SELECTED TEXT:
•••••
ROBBINSTON, Maine — Opponents of a long-proposed liquefied natural gas, or LNG, import terminal in the Washington County community of Robbinston have filed three new objections to the $600 million terminal that would be sited on Mill Cove near the St. Croix River’s confluence with Passamaquoddy Bay.
The Eastport-based Save Passamaquoddy Bay organization has submitted two filings since Sept. 17 and a third on July 24, 2012, with the Federal Energy Regulatory Commission, or FERC, the agency through which Downeast LNG Inc. and Downeast Pipeline LLC are seeking a federal permit that would be required to construct two LNG storage tanks, a regasification plant and a 4,000-foot jetty and deep-water pier for docking LNG carrier ships. Those facilities would be built on an 80-acre shoreline site for which Downeast LNG has a purchase option that extends through June 2013.
First proposed in 2005, the project also would include a 30-mile pipeline to Baileyville to link the facility to the existing Maritimes and Northeast Pipeline, which runs through Maine between Nova Scotia with southern New England.
The project won approval in a special election held in Robbinston in January 2006, with 227 voters approving the project and 83 opposed. At that time, a University of Maine study showed the LNG terminal would create 90 operational jobs, 350 construction jobs and 230 “indirect” jobs in the region.
The Downeast LNG project has been, and remains, an on-again, off-again proposal. After a lengthy and contentious public hearing process, Downeast LNG withdrew its application for state permitting approval in 2007 and has never reapplied. There are no LNG applications currently pending with Maine’s Board of Environmental Protection.
•••••
SET OF TASKS:
1) In the article on the Robbinston LNG terminal, how many voters approved the project in the January 2006 special election?
2) Continue the article on the Robbinston LNG terminal after its last sentence.

(Saved entries)
•••••
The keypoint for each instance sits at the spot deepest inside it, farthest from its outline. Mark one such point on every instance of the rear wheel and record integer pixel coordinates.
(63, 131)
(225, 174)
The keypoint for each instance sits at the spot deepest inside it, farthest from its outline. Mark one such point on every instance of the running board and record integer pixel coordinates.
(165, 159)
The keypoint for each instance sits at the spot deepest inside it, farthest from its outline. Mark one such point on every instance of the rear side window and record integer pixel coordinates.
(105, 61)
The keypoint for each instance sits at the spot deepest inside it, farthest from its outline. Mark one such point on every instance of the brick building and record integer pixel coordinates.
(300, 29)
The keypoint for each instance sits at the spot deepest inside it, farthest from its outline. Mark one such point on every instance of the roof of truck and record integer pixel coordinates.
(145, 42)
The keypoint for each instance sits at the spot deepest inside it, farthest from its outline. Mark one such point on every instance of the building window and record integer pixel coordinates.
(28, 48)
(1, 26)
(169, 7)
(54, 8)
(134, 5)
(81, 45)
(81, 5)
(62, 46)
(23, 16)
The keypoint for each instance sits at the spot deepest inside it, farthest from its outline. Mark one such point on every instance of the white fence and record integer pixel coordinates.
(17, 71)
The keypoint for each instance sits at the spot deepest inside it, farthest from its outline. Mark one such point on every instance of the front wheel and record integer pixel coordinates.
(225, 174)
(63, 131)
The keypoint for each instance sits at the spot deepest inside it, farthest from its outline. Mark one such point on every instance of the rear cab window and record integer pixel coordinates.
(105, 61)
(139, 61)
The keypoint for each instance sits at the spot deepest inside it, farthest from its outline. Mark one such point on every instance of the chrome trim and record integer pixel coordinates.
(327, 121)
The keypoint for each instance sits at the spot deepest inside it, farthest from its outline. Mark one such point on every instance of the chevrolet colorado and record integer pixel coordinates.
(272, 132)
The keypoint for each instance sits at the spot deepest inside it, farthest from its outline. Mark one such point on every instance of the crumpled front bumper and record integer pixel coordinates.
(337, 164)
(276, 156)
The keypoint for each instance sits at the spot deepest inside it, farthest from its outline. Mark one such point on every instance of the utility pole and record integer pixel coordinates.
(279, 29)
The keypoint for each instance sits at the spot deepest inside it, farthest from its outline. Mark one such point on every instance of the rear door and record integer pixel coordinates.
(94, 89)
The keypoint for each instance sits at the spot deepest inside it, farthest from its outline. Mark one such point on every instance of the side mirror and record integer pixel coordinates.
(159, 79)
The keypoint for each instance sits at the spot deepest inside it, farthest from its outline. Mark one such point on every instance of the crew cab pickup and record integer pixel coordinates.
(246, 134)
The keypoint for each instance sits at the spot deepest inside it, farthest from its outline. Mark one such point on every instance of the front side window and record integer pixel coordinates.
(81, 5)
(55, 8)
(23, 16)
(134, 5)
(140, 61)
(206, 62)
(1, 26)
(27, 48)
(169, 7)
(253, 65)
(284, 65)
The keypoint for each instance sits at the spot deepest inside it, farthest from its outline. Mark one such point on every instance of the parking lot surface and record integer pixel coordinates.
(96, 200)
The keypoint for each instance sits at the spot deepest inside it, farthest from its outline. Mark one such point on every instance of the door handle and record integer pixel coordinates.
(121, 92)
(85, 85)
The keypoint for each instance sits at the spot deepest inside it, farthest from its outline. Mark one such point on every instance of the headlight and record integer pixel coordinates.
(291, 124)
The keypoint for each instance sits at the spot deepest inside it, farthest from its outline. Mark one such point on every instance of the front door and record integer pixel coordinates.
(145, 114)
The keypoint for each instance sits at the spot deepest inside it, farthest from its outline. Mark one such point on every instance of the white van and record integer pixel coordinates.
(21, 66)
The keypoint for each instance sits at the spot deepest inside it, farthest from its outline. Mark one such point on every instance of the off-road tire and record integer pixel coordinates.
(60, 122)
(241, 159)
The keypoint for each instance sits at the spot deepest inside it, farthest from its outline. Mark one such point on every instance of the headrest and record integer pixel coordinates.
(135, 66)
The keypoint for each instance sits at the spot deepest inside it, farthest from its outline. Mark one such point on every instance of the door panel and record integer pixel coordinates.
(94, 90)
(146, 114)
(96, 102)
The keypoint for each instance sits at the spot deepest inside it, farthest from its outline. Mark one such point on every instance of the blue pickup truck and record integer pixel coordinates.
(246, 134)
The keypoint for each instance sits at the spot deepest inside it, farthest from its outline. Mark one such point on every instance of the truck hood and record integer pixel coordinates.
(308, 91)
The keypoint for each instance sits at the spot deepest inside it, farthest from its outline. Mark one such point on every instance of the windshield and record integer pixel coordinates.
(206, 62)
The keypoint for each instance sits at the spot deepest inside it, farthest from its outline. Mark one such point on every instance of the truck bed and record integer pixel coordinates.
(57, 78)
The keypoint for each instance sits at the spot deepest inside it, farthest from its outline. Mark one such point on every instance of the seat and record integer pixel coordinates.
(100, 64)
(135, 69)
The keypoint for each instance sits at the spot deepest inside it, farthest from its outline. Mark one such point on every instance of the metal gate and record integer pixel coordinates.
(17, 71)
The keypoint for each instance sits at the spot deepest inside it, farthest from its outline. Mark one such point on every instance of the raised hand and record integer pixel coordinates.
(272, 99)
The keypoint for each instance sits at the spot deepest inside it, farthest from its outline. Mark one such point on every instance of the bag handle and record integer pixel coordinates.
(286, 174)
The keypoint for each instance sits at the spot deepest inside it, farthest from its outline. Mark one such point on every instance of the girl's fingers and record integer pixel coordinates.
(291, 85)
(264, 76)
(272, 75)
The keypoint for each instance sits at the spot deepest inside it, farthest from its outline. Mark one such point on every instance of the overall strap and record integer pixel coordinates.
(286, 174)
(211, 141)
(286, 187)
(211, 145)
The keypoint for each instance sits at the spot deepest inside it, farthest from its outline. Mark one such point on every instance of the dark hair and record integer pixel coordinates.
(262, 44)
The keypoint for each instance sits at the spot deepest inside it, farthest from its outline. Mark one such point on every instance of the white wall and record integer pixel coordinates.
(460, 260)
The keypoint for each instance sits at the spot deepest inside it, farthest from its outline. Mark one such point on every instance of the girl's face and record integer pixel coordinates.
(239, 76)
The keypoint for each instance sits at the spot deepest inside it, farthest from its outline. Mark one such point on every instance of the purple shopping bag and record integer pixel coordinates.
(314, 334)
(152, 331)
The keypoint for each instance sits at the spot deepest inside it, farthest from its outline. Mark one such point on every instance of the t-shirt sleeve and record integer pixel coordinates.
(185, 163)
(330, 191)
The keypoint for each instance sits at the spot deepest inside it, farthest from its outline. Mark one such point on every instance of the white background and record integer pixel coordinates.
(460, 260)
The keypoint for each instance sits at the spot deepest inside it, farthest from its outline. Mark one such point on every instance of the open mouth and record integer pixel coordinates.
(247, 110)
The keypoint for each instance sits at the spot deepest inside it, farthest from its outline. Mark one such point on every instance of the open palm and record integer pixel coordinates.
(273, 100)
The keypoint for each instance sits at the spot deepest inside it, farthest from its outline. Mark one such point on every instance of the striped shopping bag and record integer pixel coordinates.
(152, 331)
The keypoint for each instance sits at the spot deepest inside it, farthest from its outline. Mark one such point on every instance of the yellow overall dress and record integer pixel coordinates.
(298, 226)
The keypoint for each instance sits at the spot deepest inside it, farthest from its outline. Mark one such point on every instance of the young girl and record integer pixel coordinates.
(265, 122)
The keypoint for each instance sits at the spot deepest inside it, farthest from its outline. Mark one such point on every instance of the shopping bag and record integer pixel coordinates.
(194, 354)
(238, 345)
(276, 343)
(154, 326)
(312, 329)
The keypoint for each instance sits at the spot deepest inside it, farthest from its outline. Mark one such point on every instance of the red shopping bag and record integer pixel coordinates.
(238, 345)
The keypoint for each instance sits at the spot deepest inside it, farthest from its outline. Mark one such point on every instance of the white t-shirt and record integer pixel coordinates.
•••••
EXPECTED ANSWERS:
1) 227 voters

2)
The two most recent filings with FERC by the Save Passamaquoddy Bay opponents to the project claim that two environmental studies — one undertaken in 1976 by University of Maine researchers and another in 2004 by U.S. Environmental Protection Agency researchers — suggest that any offshore construction associated with the project would disturb long-settled heavy metals, including mercury, that entered the St. Croix River as effluent from an upstream paper mill in Baileyville and remain in the muddy riverbed.
“Constructing a 4,000-foot jetty and pier would require disturbing 4,000 feet of muck, which would reintroduce mercury into the water,” Robert Godfrey of Eastport, a researcher and spokesman for Save Passamaquoddy Bay, said Saturday. “That raises all sorts of issues about how that would impact plankton, fish and marine mammals, not to mention the subsistence fishers downstream. There are Passamaquoddies who rely on fishing for food, and there’s an executive order that dates back to the Clinton presidency, an ‘Environmental Justice’ memo of understanding among federal agencies that says they are not to allow projects that allow economic or physical harm to minorities or economically disadvantaged populations.”
Godfrey said Saturday that he finds it “disturbing” that the findings of the 2004 mercury study, which involved EPA researchers, weren’t included in a the most recent statement of environmental effects submitted by Downeast LNG with the assistance of the EPA.
“Did EPA or Downeast LNG know about [the 2004 study] and not produce it, or was it pure incompetence?” Godfrey asked when interviewed by phone on Saturday.
Also at issue, he said, is Downeast LNG’s proposed design for containing both super-chilled vapor from a terminal leak or thermal radiation, should there be an explosion or fire. The Save Passamaquoddy Bay group’s July 24, 2012, filing with FERC questions the adequacy of a Downeast LNG’s vapor containment strategy.
“Attempting to prevent LNG vapor from leaving the terminal, Downeast LNG has proposed approximately 1.76 miles of 20-foot-tall vapor fences within the property,” that July filing reads in part. “The applicantʼs vapor dispersion modeling report indicates in at least one 10-minute scenario that LNG vapor would pass over the long internal vapor fence, drop to the ground, and then accumulate at the fence line vapor fence alongside [Route 1]. The configuration of the proposed vapor fencing raises serious safety questions.”
Godfrey noted Saturday that the vapor containment fencing as proposed would be visible from an existing Route 1 scenic turnout.
“It would look like a prison,” Godfrey said.
Dean Girdis, president of Downeast LNG, said his company does not intend to respond to the latest filings by Save Passamaquoddy Bay.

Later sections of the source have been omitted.